*Data for this task*
Segment Open

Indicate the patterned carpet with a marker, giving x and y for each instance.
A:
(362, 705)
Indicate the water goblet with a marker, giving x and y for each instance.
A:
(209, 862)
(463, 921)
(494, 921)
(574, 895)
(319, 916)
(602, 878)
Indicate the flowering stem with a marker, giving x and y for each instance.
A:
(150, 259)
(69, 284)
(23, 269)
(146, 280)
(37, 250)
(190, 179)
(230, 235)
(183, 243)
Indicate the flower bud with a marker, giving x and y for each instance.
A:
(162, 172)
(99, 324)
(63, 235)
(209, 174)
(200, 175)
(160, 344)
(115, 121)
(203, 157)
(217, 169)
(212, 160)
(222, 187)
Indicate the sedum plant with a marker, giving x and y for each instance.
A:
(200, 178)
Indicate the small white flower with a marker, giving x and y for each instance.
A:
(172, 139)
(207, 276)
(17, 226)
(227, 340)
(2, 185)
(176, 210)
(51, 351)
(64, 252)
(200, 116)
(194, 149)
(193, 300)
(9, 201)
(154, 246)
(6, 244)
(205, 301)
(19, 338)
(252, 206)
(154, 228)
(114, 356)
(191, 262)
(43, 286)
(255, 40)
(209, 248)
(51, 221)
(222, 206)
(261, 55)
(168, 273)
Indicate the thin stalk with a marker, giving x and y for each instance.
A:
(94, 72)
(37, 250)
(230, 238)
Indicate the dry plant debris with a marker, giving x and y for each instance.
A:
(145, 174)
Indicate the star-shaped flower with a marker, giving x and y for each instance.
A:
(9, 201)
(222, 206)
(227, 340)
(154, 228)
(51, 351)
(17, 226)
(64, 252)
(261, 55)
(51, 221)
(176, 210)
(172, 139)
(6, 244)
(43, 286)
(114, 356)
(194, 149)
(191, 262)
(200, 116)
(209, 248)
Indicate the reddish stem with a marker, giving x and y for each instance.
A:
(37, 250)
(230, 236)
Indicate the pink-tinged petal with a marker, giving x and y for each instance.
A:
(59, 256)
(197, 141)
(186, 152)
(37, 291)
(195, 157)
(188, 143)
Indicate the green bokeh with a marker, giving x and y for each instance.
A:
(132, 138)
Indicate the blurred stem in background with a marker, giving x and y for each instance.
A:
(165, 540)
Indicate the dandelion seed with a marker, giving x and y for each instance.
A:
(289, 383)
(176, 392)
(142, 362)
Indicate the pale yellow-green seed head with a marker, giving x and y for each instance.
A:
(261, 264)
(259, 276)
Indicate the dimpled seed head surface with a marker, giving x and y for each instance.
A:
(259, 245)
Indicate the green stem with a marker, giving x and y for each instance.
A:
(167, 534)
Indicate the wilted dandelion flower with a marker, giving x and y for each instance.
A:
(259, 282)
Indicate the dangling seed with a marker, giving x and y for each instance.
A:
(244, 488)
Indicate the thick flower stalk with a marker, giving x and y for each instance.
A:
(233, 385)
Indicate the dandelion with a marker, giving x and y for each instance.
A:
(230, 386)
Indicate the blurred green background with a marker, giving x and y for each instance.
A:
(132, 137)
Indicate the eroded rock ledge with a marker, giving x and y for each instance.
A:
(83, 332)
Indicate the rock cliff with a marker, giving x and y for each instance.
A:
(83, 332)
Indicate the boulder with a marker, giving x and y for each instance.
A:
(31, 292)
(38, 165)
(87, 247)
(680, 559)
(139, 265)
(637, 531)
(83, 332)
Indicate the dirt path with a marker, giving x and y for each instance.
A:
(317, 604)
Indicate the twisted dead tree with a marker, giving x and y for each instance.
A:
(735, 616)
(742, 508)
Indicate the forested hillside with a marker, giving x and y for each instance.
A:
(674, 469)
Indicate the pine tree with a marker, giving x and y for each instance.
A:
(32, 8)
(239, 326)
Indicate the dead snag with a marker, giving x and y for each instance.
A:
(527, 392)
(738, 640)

Segment Closed

Output each of the records exactly as it stands above.

*The answer*
Indicate the patterned carpet with a marker, giving x and y for each instance.
A:
(362, 705)
Indicate the water goblet with a marker, giving x and y for each instance.
A:
(209, 862)
(463, 921)
(494, 921)
(574, 895)
(319, 916)
(602, 878)
Indicate the flowering stem with a marker, giving x and y for each instance.
A:
(150, 259)
(69, 284)
(23, 269)
(146, 280)
(37, 250)
(190, 179)
(230, 235)
(183, 243)
Indicate the flower bud with a marker, giving x and y for each instance.
A:
(162, 172)
(99, 324)
(63, 235)
(209, 174)
(200, 175)
(160, 344)
(115, 121)
(203, 157)
(217, 169)
(212, 160)
(222, 187)
Indicate the sedum plant with a marker, giving x and y for each instance.
A:
(200, 178)
Indicate the small white flower with a marker, giving x and y for each instance.
A:
(172, 139)
(207, 276)
(17, 226)
(227, 340)
(2, 185)
(176, 210)
(51, 351)
(64, 252)
(200, 116)
(194, 149)
(193, 300)
(9, 201)
(154, 246)
(6, 244)
(205, 301)
(19, 338)
(252, 206)
(154, 228)
(114, 356)
(191, 262)
(43, 286)
(255, 40)
(209, 248)
(51, 221)
(222, 206)
(261, 55)
(168, 273)
Indicate the thin stalk with a marker, giving x and y for each instance.
A:
(94, 72)
(37, 250)
(230, 238)
Indicate the dry plant debris with a marker, giving x and y for each instance.
A:
(145, 174)
Indicate the star-shaped flower with a marker, giving x and y for each instance.
A:
(9, 201)
(222, 206)
(227, 340)
(154, 228)
(51, 351)
(17, 226)
(64, 252)
(261, 55)
(51, 221)
(176, 210)
(172, 139)
(6, 244)
(43, 286)
(114, 356)
(194, 149)
(191, 262)
(200, 116)
(209, 248)
Indicate the reddish stem with a marker, giving x and y for each instance.
A:
(37, 250)
(230, 236)
Indicate the pink-tinged petal with a marker, giving x and y for each instance.
A:
(59, 256)
(197, 141)
(186, 152)
(37, 291)
(195, 157)
(188, 143)
Indicate the green bokeh with a marker, giving x and y for each instance.
A:
(132, 138)
Indicate the blurred stem in background with a marker, giving x and y for each instance.
A:
(165, 540)
Indicate the dandelion seed with a marker, giving x and y for each instance.
A:
(289, 383)
(176, 392)
(142, 362)
Indicate the pale yellow-green seed head with a marker, giving x and y for each instance.
A:
(261, 264)
(259, 276)
Indicate the dimpled seed head surface with a marker, giving x and y for each instance.
A:
(259, 245)
Indicate the green stem with a marker, giving x and y for each instance.
A:
(167, 534)
Indicate the wilted dandelion flower with a marker, giving x and y for each instance.
A:
(259, 282)
Indicate the dangling seed with a marker, giving x and y for each instance.
A:
(244, 488)
Indicate the thick flower stalk with a marker, giving x and y for each instance.
A:
(233, 385)
Indicate the dandelion with a marker, giving x and y for each instance.
A:
(230, 386)
Indicate the blurred green background with a marker, giving x and y for each instance.
A:
(132, 137)
Indicate the eroded rock ledge with a marker, giving x and y for each instance.
A:
(83, 332)
Indicate the rock cliff with a marker, giving x and y for each instance.
A:
(83, 332)
Indicate the boulder with a marker, giving x and y for each instance.
A:
(31, 292)
(38, 165)
(87, 247)
(680, 559)
(139, 265)
(637, 531)
(83, 332)
Indicate the dirt path with a marker, giving x and y for each instance.
A:
(317, 604)
Indicate the twisted dead tree with a marker, giving x and y for each instance.
A:
(735, 616)
(742, 508)
Indicate the forested hillside with a marker, giving x and y for each instance.
A:
(674, 469)
Indicate the pine tree with a marker, giving x and y for each instance.
A:
(32, 8)
(239, 326)
Indicate the dead snag with a marker, giving x and y for each instance.
A:
(527, 392)
(738, 640)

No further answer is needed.